■ **Text block**
....................
# Banjo - 4, 5, 6 String?



## Steadfastly (Nov 14, 2008)

I'm thinking I would like to try a banjo. I've never even held one in my hands before so I know very little about them. Anyone here that can school me on them and tell me why they have 4, 5 and 6 string models and what would be best for a beginner?


----------



## bw66 (Dec 17, 2009)

6-strings are usually tuned like a standard guitar (EADGBE), therefore easiest for a guitarist to pick up. 
5-strings are the "standard" banjo most often tuned gDGBD, with the fifth string being a drone. 
4-strings are usually "tenor" banjos and I believe that they are typically tuned GDAE like a mandolin or fiddle. Often strummed with a flat pick rather than fingerpicked.

If you can fingerpick, none of them are a huge stretch for a guitarist, though obviously the 6-sting would be the easiest transition. Which one to choose depends on what you're after. If you just want a different "sound" a 6-string would probably be fine. For "authentic" bluegrass I would go with the 5-string. For Dixieland, you definitely need the tenor.


----------



## Mooh (Mar 7, 2007)

Gold Tone market some of the best bang for the buck imported models, I have 3, 4 string Irish Tenor, 5 string, and banjo-ukulele. http://www.goldtone.com/

Go try a variety of brands though. The 12 Fret, and Folkway Music usually have a nice selection.

Peace, Mooh.


----------



## dino (Jan 6, 2009)

I own three banjos. two 5 string and my latest was a 6 string gold tone. I play several instruments so I found the 6 string easiest to bring along to gigs to do a couple fills on songs the band does. You still need to do some picking on the 6 string banjo to give it that more authentic sound but I love it and its fun to play.
....................
■ **Work to complete**
**A)** List every tuning the banjo thread spells out in note letters.
**B)** Extend the banjo thread from the point where it stops.

■ **Dataset section**
....................
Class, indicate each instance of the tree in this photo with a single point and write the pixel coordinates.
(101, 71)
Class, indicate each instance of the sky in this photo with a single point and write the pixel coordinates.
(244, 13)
....................
■ **Task responses**
**A)** EADGBE, gDGBD, GDAE

**B)**
----------



## Steadfastly (Nov 14, 2008)

Thanks for the input guys. I think I'll try the 5 string to start with. What's the price point I need to be at to get a decent one? I don't need the best but I don't want a piece of junk.


----------



## Mike MacLeod (Nov 27, 2006)

One of the most musical sounding beginner banjos is the Deering Goodtime. about $500.
Gold-tone are OK too. Do not buy a bluegrass banjo. You will be paying more money or getting less banjo for your $.
Try to find a claw-hammer teacher. Scruggs style banjo is extremely limiting and will have little or no use outside of a bluegrass band. Clawhammer will allow you to back yourself or a vocalist, or play fiddle tunes, etc. It's a much more musical style. - unless you are Bela Fleck, or Tony Trishka, etc etc


----------



## Guest (Jun 30, 2013)

recently picked one as well. 4-string tenor. had to get strings, bridge and nut.
spent this afternoon putting it together. still have a little filling/sanding to do
on the nut (bone) and bridge. sounds alright, still not sure what to tune it to.
standard (cgda) or maybe chicago (dgbe) or open g,c ..?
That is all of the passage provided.